* Extrait du texte *
Chronique de la bataille des hommes en blanc. Jean-Paul Mari suit au jour le jour le combat d’une équipe médicale dans un hôpital d’Ile-de-France.


C’est un dimanche de printemps à la campagne, un tableau onirique à la Magritte. L’air est transparent, le ciel d’un bleu dense, il fait un soleil magnifique et les blouses blanches sirotent leur café assis sur l’herbe piquée de petites fleurs. Une forme de rêve pour un hôpital de banlieue qui cligne des yeux, éveillé mais un peu abasourdi. Le calme est irréel, mais les faits sont là.

Aux urgences, la salle de déchoquage est vide, presque silencieuse, avec un faible pourcentage de malades Covid au profit des patients «normaux», que les médecins ont plaisir à retrouver. En réanimation, l’accalmie se confirme. Certes, la mort travaille même le dimanche, mais il y a quelques chambres vides, un service réduit de 40 à 32 lits, et un personnel qui ne court plus, comme pour reprendre le pas sur une médecine de catastrophe.

* Items fournis *
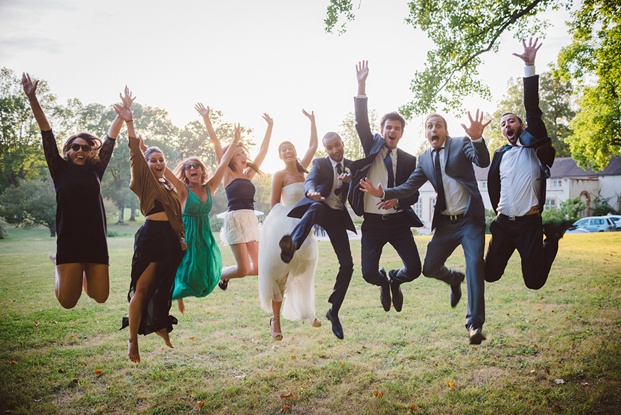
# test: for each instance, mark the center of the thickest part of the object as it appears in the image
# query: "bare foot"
(134, 354)
(163, 333)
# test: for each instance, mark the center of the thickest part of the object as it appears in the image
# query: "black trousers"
(332, 221)
(377, 232)
(526, 235)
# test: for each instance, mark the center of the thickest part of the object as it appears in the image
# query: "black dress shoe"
(456, 289)
(337, 329)
(395, 289)
(385, 291)
(476, 335)
(287, 248)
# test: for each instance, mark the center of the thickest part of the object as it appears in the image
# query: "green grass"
(224, 357)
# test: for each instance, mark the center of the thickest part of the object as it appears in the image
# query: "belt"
(374, 217)
(533, 211)
(514, 218)
(452, 218)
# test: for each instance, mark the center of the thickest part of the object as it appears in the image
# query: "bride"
(294, 281)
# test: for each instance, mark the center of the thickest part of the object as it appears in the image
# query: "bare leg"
(68, 283)
(243, 267)
(145, 281)
(97, 281)
(275, 322)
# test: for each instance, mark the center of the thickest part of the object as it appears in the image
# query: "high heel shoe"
(275, 334)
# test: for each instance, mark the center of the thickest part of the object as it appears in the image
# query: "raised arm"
(204, 112)
(277, 187)
(30, 90)
(312, 145)
(264, 146)
(223, 166)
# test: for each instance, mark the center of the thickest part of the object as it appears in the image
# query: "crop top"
(240, 194)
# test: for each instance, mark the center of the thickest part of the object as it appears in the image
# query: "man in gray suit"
(459, 215)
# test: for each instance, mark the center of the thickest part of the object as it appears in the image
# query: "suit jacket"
(321, 179)
(535, 136)
(372, 144)
(459, 154)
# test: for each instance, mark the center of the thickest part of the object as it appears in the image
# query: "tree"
(21, 151)
(464, 31)
(593, 60)
(31, 203)
(555, 101)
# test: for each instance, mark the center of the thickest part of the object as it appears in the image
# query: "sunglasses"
(192, 166)
(85, 147)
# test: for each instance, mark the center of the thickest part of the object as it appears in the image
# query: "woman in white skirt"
(241, 228)
(294, 281)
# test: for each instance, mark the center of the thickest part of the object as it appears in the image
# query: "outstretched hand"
(30, 89)
(124, 112)
(530, 51)
(236, 134)
(367, 187)
(202, 110)
(362, 71)
(127, 98)
(310, 116)
(315, 195)
(475, 131)
(141, 144)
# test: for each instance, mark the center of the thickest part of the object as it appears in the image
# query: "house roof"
(567, 167)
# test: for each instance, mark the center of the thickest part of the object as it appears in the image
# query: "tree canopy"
(463, 31)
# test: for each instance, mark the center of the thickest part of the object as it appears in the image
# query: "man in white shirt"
(517, 186)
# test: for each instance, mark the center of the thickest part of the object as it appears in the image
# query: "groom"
(326, 188)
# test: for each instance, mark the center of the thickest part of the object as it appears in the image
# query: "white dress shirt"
(335, 201)
(379, 174)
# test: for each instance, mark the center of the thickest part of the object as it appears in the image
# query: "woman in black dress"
(81, 247)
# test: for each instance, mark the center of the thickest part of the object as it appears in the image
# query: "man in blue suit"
(326, 187)
(384, 221)
(459, 215)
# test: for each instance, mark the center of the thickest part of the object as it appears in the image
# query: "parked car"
(594, 224)
(617, 220)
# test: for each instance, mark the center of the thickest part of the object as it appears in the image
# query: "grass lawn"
(555, 350)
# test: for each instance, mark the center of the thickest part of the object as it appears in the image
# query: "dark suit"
(467, 230)
(378, 230)
(523, 233)
(336, 222)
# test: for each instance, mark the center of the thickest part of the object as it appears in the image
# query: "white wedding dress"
(296, 279)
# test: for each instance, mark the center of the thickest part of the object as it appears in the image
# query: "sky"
(242, 57)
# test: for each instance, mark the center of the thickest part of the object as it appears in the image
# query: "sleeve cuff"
(529, 71)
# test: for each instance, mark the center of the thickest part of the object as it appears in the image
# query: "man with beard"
(459, 215)
(384, 221)
(517, 189)
(326, 188)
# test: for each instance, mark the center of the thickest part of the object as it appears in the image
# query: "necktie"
(339, 170)
(441, 202)
(391, 175)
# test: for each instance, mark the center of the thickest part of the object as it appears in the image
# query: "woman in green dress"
(201, 266)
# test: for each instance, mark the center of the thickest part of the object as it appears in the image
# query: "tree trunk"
(120, 213)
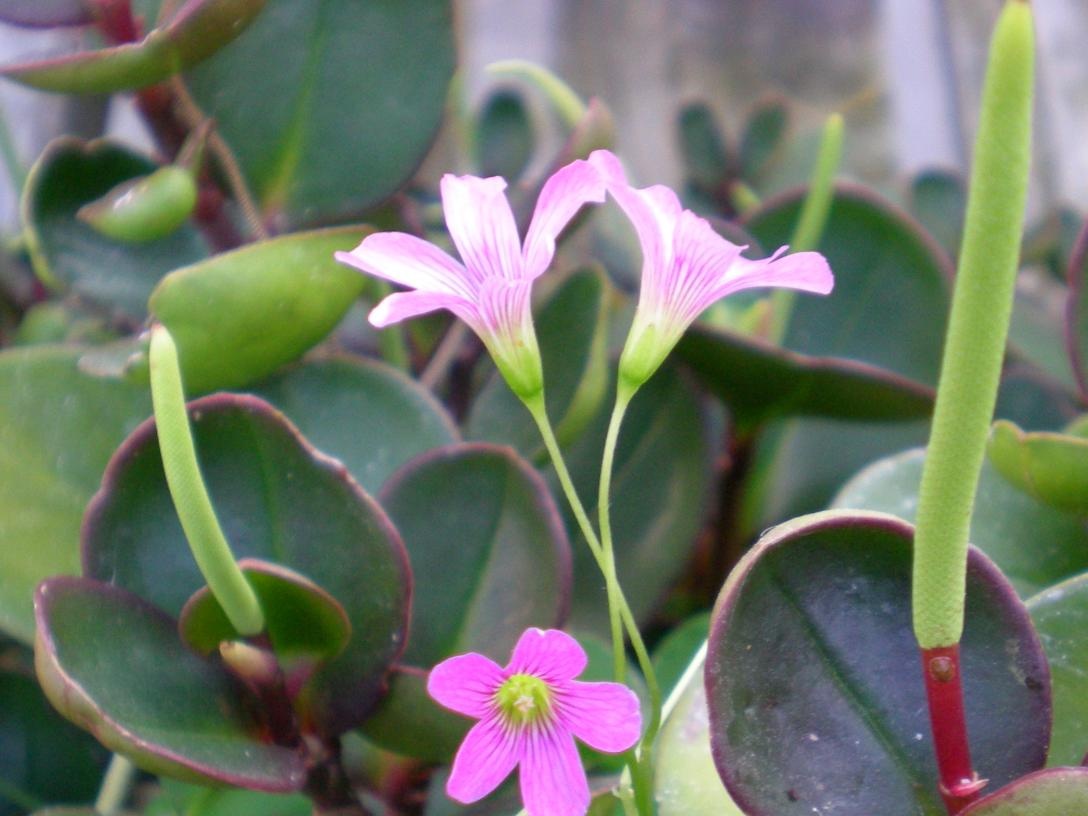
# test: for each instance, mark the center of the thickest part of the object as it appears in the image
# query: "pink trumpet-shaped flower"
(687, 267)
(490, 287)
(530, 713)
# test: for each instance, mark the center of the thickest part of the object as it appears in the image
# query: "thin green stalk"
(116, 783)
(640, 765)
(187, 489)
(813, 219)
(978, 326)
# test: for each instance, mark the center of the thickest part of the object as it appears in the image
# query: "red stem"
(959, 782)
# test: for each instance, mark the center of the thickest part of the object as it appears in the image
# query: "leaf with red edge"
(199, 29)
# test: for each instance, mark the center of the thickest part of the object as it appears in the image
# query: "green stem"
(813, 219)
(642, 763)
(187, 489)
(978, 325)
(115, 786)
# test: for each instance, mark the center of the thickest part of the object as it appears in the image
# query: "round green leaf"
(42, 757)
(196, 33)
(239, 316)
(1061, 618)
(1033, 544)
(758, 381)
(58, 430)
(304, 622)
(114, 665)
(572, 332)
(490, 558)
(1054, 792)
(276, 499)
(814, 682)
(312, 100)
(1050, 467)
(72, 256)
(367, 415)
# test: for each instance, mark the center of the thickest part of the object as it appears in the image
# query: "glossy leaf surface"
(365, 413)
(69, 255)
(1061, 617)
(311, 100)
(58, 430)
(239, 316)
(199, 31)
(114, 665)
(1034, 545)
(1055, 792)
(490, 558)
(276, 499)
(829, 713)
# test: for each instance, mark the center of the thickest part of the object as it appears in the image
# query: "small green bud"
(145, 208)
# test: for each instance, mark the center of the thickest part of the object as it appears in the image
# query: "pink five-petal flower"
(687, 267)
(530, 713)
(490, 287)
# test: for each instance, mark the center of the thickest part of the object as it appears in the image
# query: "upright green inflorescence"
(978, 326)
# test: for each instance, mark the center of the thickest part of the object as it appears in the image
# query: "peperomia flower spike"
(530, 713)
(687, 267)
(490, 289)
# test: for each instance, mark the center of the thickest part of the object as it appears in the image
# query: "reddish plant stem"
(959, 782)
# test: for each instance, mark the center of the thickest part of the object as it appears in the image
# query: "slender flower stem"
(115, 786)
(966, 394)
(210, 548)
(641, 763)
(813, 218)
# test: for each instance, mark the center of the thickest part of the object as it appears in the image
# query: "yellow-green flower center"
(523, 699)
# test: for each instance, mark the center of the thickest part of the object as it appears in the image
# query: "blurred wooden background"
(905, 73)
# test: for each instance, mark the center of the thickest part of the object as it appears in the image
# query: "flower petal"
(484, 759)
(481, 224)
(409, 261)
(403, 305)
(466, 683)
(604, 716)
(552, 655)
(553, 779)
(805, 271)
(560, 198)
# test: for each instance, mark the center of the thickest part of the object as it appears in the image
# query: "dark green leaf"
(505, 139)
(42, 758)
(1061, 617)
(331, 104)
(114, 665)
(814, 685)
(277, 499)
(370, 417)
(1033, 544)
(1055, 792)
(759, 381)
(1050, 467)
(762, 141)
(239, 316)
(939, 200)
(58, 430)
(70, 255)
(490, 558)
(195, 34)
(305, 625)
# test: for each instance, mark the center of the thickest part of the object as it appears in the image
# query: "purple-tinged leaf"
(814, 680)
(113, 664)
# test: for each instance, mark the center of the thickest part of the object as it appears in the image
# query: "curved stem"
(210, 548)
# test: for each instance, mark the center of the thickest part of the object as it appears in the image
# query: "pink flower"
(530, 713)
(687, 266)
(490, 287)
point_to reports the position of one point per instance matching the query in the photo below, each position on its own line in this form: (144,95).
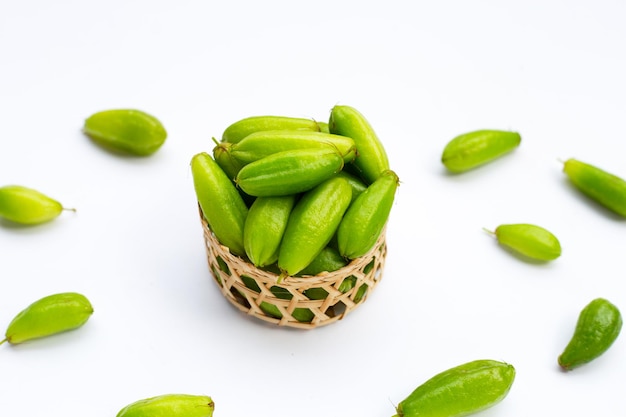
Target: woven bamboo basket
(259,293)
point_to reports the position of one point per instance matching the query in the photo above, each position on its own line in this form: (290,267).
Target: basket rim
(324,277)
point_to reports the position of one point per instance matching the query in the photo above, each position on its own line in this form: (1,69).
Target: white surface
(422,72)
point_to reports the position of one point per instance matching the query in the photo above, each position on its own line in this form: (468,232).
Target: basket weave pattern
(230,271)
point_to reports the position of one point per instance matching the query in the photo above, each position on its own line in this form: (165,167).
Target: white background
(422,72)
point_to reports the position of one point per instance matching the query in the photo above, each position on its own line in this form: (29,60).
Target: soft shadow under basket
(303,302)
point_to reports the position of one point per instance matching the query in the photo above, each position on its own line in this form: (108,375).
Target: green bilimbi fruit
(261,144)
(460,391)
(601,186)
(242,128)
(371,160)
(50,315)
(328,260)
(312,223)
(289,172)
(599,324)
(27,206)
(264,228)
(222,206)
(473,149)
(366,217)
(126,131)
(358,186)
(529,240)
(170,405)
(223,157)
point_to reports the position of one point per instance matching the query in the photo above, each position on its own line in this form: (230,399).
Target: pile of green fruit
(296,196)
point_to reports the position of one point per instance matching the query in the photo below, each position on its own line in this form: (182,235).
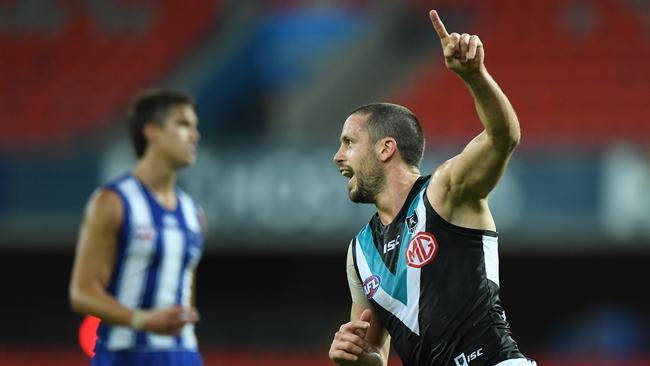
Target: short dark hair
(152,106)
(396,121)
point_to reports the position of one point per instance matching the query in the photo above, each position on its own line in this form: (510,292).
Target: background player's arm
(363,341)
(471,175)
(92,269)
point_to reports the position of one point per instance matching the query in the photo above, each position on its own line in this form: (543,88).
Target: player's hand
(169,321)
(350,347)
(464,53)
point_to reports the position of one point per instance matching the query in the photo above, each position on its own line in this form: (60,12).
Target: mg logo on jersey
(421,250)
(371,285)
(462,359)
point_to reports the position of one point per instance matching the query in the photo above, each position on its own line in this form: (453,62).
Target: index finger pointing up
(439,27)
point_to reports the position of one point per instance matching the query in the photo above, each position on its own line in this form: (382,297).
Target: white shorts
(517,362)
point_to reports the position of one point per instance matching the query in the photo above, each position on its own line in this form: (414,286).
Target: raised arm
(470,176)
(363,341)
(92,270)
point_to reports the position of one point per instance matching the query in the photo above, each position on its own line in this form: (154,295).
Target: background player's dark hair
(152,106)
(392,120)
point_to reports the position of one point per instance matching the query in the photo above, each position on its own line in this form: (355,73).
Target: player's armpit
(95,254)
(356,287)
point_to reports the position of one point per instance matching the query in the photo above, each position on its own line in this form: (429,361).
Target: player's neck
(398,185)
(159,177)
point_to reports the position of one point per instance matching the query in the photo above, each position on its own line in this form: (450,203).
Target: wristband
(140,318)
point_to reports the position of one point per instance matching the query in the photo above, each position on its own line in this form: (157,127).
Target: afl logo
(371,285)
(421,250)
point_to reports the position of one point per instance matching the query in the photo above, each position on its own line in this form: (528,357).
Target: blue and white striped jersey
(435,286)
(157,253)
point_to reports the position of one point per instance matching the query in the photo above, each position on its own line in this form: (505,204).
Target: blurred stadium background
(274,82)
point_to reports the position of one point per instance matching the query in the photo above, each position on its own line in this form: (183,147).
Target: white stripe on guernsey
(407,313)
(139,252)
(168,277)
(190,212)
(186,290)
(491,258)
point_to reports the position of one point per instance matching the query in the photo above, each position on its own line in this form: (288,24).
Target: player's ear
(386,148)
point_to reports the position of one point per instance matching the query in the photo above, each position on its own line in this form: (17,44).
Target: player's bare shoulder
(439,191)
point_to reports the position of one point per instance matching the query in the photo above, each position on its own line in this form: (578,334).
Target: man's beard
(369,183)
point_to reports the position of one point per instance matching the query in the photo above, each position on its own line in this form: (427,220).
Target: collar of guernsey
(399,293)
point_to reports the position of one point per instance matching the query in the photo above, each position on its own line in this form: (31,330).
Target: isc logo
(371,285)
(421,250)
(462,359)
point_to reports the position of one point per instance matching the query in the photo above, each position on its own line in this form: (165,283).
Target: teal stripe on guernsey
(393,284)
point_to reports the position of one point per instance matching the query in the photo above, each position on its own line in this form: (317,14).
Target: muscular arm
(96,248)
(93,266)
(465,181)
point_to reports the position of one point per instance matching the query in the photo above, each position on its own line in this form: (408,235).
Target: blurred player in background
(424,271)
(140,242)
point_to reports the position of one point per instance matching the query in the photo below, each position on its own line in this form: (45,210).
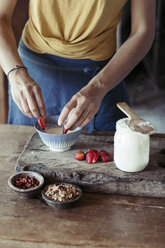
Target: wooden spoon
(136,123)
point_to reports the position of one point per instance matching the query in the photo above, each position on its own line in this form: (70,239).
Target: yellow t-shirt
(77,29)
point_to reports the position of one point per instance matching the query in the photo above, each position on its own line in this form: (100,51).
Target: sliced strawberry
(64,131)
(92,156)
(80,155)
(42,122)
(105,156)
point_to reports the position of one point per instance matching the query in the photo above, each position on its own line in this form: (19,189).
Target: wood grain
(99,220)
(99,177)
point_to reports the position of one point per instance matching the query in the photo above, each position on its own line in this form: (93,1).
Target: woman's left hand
(83,105)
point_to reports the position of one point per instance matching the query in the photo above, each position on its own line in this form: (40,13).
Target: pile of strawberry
(92,156)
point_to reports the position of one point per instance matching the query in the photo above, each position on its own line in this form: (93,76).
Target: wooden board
(98,177)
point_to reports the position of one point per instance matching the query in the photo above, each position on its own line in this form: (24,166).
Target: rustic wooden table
(99,220)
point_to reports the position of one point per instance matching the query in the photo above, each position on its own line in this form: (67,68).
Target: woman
(67,62)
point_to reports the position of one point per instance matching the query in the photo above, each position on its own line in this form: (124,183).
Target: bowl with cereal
(61,195)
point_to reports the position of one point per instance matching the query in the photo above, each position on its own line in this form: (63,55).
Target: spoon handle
(123,106)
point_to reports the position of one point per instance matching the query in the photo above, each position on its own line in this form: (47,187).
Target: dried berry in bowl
(62,195)
(26,184)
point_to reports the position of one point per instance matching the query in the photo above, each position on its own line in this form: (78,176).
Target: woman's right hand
(26,94)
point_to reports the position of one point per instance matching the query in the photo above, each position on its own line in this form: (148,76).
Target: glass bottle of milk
(131,149)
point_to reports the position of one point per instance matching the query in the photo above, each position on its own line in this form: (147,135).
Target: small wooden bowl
(26,193)
(61,204)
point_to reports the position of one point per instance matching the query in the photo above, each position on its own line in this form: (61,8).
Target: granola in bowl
(61,195)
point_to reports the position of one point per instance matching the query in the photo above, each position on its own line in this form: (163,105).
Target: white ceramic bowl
(57,142)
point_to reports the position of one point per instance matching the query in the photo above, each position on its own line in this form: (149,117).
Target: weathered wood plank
(99,177)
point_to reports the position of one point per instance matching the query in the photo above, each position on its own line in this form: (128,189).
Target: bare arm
(25,92)
(86,103)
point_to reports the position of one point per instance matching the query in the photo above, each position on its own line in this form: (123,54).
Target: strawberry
(64,131)
(102,152)
(92,156)
(105,156)
(80,155)
(42,122)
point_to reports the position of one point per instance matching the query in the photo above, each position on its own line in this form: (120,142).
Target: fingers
(84,119)
(66,111)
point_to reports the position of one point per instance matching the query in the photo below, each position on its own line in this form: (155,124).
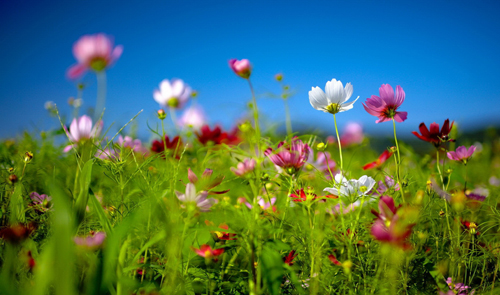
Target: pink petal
(387,94)
(76,71)
(400,116)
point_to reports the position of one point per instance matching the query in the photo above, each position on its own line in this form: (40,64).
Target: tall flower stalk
(385,108)
(333,101)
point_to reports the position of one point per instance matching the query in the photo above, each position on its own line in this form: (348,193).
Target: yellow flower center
(333,108)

* Consigne *
Reproduisez mot pour mot le passage de la chronique allant de « Aux urgences, la » à « médecine de catastrophe. ». Les items n'ont aucun lien avec la chronique.

* Réponse attendue *
Aux urgences, la salle de déchoquage est vide, presque silencieuse, avec un faible pourcentage de malades Covid au profit des patients «normaux», que les médecins ont plaisir à retrouver. En réanimation, l’accalmie se confirme. Certes, la mort travaille même le dimanche, mais il y a quelques chambres vides, un service réduit de 40 à 32 lits, et un personnel qui ne court plus, comme pour reprendre le pas sur une médecine de catastrophe.